* EXERCISE OBJECTIVE: Convert every line of the entries below into a Markdown table with two columns, Row and Line, numbering the rows in order and skipping blank lines. Leave the pictures out.

* MATERIAL PROVIDED:
= = = =
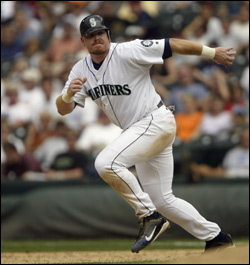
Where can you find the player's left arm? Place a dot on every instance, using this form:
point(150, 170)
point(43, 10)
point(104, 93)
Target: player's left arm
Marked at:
point(220, 55)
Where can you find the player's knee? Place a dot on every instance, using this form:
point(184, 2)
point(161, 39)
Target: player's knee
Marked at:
point(102, 164)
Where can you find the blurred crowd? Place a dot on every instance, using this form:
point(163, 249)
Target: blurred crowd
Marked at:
point(40, 42)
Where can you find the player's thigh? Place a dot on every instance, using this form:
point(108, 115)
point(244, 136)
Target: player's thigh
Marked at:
point(141, 142)
point(156, 175)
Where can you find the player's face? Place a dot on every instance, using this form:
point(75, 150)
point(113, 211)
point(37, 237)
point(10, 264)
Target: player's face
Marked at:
point(96, 42)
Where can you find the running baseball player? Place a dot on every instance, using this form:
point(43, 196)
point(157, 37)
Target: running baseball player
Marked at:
point(116, 77)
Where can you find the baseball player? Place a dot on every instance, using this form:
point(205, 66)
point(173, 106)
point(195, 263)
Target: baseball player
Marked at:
point(116, 77)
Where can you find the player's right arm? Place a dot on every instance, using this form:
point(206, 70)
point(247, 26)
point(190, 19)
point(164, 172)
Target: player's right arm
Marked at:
point(65, 102)
point(220, 55)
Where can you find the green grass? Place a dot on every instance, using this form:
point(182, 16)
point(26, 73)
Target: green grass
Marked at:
point(99, 245)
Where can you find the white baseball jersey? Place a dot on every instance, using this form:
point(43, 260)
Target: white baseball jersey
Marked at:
point(121, 87)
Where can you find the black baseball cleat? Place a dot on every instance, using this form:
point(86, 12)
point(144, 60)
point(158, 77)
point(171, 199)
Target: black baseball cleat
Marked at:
point(221, 241)
point(150, 228)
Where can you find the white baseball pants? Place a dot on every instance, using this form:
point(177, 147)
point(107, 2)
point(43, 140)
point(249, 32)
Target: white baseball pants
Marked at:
point(148, 145)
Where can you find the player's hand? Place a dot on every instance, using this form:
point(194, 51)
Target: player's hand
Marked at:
point(224, 56)
point(76, 86)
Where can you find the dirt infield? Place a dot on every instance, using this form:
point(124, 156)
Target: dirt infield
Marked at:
point(238, 255)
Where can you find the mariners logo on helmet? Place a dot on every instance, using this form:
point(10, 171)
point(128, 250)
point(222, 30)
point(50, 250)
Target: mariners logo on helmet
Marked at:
point(91, 24)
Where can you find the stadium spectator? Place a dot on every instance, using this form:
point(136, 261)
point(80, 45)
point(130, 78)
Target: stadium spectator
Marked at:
point(216, 120)
point(235, 163)
point(31, 92)
point(71, 164)
point(8, 136)
point(188, 120)
point(52, 146)
point(61, 46)
point(187, 85)
point(38, 132)
point(18, 166)
point(27, 27)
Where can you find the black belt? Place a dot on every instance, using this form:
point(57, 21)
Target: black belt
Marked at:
point(171, 108)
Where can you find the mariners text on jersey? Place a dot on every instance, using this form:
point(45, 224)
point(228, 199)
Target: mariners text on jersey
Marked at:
point(106, 89)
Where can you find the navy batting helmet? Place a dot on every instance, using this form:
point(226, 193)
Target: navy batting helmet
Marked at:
point(91, 24)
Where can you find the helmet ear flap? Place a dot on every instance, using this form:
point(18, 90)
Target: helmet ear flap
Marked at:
point(109, 34)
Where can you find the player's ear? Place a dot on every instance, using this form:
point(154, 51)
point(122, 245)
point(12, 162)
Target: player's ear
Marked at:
point(82, 40)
= = = =
* SOLUTION TO THIS EXERCISE:
| Row | Line |
|---|---|
| 1 | Where can you find the player's left arm? Place a dot on every instance, using this form: |
| 2 | point(150, 170) |
| 3 | point(43, 10) |
| 4 | point(104, 93) |
| 5 | Target: player's left arm |
| 6 | Marked at: |
| 7 | point(220, 55) |
| 8 | Where can you find the player's knee? Place a dot on every instance, using this form: |
| 9 | point(184, 2) |
| 10 | point(161, 39) |
| 11 | Target: player's knee |
| 12 | Marked at: |
| 13 | point(102, 164) |
| 14 | Where can you find the blurred crowd? Place a dot on every instance, using this form: |
| 15 | point(163, 249) |
| 16 | Target: blurred crowd |
| 17 | Marked at: |
| 18 | point(40, 42) |
| 19 | Where can you find the player's thigh? Place a dot on every instance, using this form: |
| 20 | point(108, 115) |
| 21 | point(244, 136) |
| 22 | Target: player's thigh |
| 23 | Marked at: |
| 24 | point(141, 142) |
| 25 | point(156, 175) |
| 26 | Where can you find the player's face? Place a dot on every instance, using this form: |
| 27 | point(75, 150) |
| 28 | point(113, 211) |
| 29 | point(37, 237) |
| 30 | point(10, 264) |
| 31 | Target: player's face |
| 32 | Marked at: |
| 33 | point(96, 42) |
| 34 | Where can you find the running baseball player? Place a dot on every instance, using this form: |
| 35 | point(43, 196) |
| 36 | point(157, 37) |
| 37 | Target: running baseball player |
| 38 | Marked at: |
| 39 | point(116, 77) |
| 40 | Where can you find the baseball player? Place a dot on every instance, using this form: |
| 41 | point(205, 66) |
| 42 | point(173, 106) |
| 43 | point(195, 263) |
| 44 | Target: baseball player |
| 45 | Marked at: |
| 46 | point(116, 77) |
| 47 | Where can you find the player's right arm? Place a dot on every instance, using this form: |
| 48 | point(206, 70) |
| 49 | point(247, 26) |
| 50 | point(190, 19) |
| 51 | point(164, 172) |
| 52 | Target: player's right arm |
| 53 | Marked at: |
| 54 | point(65, 102) |
| 55 | point(220, 55) |
| 56 | Where can you find the green grass? Place a dot on every instance, using this form: |
| 57 | point(182, 16) |
| 58 | point(26, 73) |
| 59 | Target: green grass |
| 60 | Marked at: |
| 61 | point(99, 245) |
| 62 | Where can you find the white baseball jersey? Place a dot on every instance, using this form: |
| 63 | point(43, 260) |
| 64 | Target: white baseball jersey |
| 65 | Marked at: |
| 66 | point(121, 87) |
| 67 | Where can you find the black baseball cleat? Place a dot on every instance, using this form: |
| 68 | point(86, 12) |
| 69 | point(144, 60) |
| 70 | point(158, 77) |
| 71 | point(171, 199) |
| 72 | Target: black baseball cleat |
| 73 | Marked at: |
| 74 | point(221, 241) |
| 75 | point(150, 228) |
| 76 | Where can you find the white baseball pants? Place a dot on every instance, using this form: |
| 77 | point(177, 147) |
| 78 | point(107, 2) |
| 79 | point(43, 140) |
| 80 | point(249, 32) |
| 81 | Target: white baseball pants |
| 82 | Marked at: |
| 83 | point(148, 145) |
| 84 | Where can you find the player's hand? Place a dot on every instance, using this form: |
| 85 | point(194, 51) |
| 86 | Target: player's hand |
| 87 | Marked at: |
| 88 | point(224, 56) |
| 89 | point(76, 86) |
| 90 | Where can you find the dirt infield? Place a dot on every instance, using this form: |
| 91 | point(124, 156) |
| 92 | Target: dirt infield |
| 93 | Marked at: |
| 94 | point(238, 255) |
| 95 | Where can you find the mariners logo on helmet? Place a dot on every instance, using this form: |
| 96 | point(10, 171) |
| 97 | point(128, 250) |
| 98 | point(222, 30) |
| 99 | point(50, 250) |
| 100 | Target: mariners logo on helmet |
| 101 | Marked at: |
| 102 | point(91, 24) |
| 103 | Where can you find the stadium spectator? Place a dot on every instance, using this form: |
| 104 | point(136, 261) |
| 105 | point(80, 45) |
| 106 | point(130, 78) |
| 107 | Target: stadium spectator |
| 108 | Marked at: |
| 109 | point(216, 120) |
| 110 | point(235, 163) |
| 111 | point(31, 92) |
| 112 | point(71, 164) |
| 113 | point(8, 136) |
| 114 | point(188, 120) |
| 115 | point(52, 146) |
| 116 | point(61, 46) |
| 117 | point(187, 85) |
| 118 | point(38, 132) |
| 119 | point(18, 166) |
| 120 | point(27, 27) |
| 121 | Where can you find the black belt? Place a dot on every instance, using this form: |
| 122 | point(57, 21) |
| 123 | Target: black belt |
| 124 | Marked at: |
| 125 | point(171, 108) |
| 126 | Where can you find the mariners text on jersey? Place a dot on every instance, using this form: |
| 127 | point(45, 224) |
| 128 | point(228, 199) |
| 129 | Target: mariners text on jersey |
| 130 | Marked at: |
| 131 | point(106, 89) |
| 132 | Where can you find the navy batting helmet? Place a dot on every instance, using this form: |
| 133 | point(226, 193) |
| 134 | Target: navy batting helmet |
| 135 | Marked at: |
| 136 | point(91, 24) |
| 137 | Where can you find the helmet ear flap? Place a dot on every instance, using this form: |
| 138 | point(18, 90) |
| 139 | Target: helmet ear flap |
| 140 | Marked at: |
| 141 | point(109, 34) |
| 142 | Where can you find the player's ear? Place a dot on every instance, using this form: |
| 143 | point(154, 51) |
| 144 | point(122, 245) |
| 145 | point(12, 162) |
| 146 | Target: player's ear |
| 147 | Marked at: |
| 148 | point(82, 40) |